TEXTAUSZUG ::
☆ ☆ ☆

Bei ebay kann man ja heute ohne DSL auch nicht mehr wirklich surfen. Vor 6 Jahren funktionierte das noch problemlos mit einem Modem.


----------



## Joachim (2. Dez. 2006)

*AW: ISDN, DSL, VDSL, UMTS oder gar noch analog?*

@Dr.J
 das wär dann ja auch die schnellste Lösung ...  aber nein, sooo einfach wirds nicht werden.


----------



## Elfriede (2. Dez. 2006)

*AW: ISDN, DSL, VDSL, UMTS oder gar noch analog?*

Hallo Annett,

Deine Frage ist schwer zu beantworten, denn wenn man wartet scheint der Aufbau einer Seite endlos zu dauern, auch wenn es tatsächlich vielleicht nur 30 Sekunden sind. Im Vergleich zu anderen Seiten geht es aber relativ schnell.

☆ ☆ ☆

GEZEIGTE EINTRÄGE ::
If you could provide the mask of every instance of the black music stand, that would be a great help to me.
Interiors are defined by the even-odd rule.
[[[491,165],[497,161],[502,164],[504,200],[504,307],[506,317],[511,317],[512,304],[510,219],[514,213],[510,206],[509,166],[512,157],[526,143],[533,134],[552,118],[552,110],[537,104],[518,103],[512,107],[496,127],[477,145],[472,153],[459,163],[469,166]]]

☆ ☆ ☆

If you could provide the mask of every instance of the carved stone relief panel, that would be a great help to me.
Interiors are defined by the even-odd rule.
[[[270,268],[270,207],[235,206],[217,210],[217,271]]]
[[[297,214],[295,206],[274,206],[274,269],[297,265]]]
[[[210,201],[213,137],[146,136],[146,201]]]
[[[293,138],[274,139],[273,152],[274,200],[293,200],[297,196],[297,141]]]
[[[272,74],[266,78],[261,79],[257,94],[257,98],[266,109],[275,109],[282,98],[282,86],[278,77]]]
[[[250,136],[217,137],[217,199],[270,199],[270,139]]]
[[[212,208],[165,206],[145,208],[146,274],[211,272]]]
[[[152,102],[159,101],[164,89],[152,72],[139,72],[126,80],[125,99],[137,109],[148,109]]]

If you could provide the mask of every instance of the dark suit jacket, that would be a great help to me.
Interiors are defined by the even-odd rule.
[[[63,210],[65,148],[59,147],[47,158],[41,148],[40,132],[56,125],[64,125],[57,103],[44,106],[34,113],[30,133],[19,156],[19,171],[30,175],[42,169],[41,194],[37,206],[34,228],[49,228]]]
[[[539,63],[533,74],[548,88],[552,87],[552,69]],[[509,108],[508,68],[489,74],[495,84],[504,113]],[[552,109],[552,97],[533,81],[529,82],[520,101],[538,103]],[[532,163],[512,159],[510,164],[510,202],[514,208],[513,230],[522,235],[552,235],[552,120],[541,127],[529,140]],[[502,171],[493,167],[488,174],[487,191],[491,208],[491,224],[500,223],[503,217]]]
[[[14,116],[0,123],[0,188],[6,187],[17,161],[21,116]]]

☆ ☆ ☆

AUFGABE :: Schreib aus dem Textauszug den Teil ab, der mit den Worten „Deine Frage ist“ beginnt und mit „aber relativ schnell.“ endet.

LÖSUNG ::
Deine Frage ist schwer zu beantworten, denn wenn man wartet scheint der Aufbau einer Seite endlos zu dauern, auch wenn es tatsächlich vielleicht nur 30 Sekunden sind. Im Vergleich zu anderen Seiten geht es aber relativ schnell.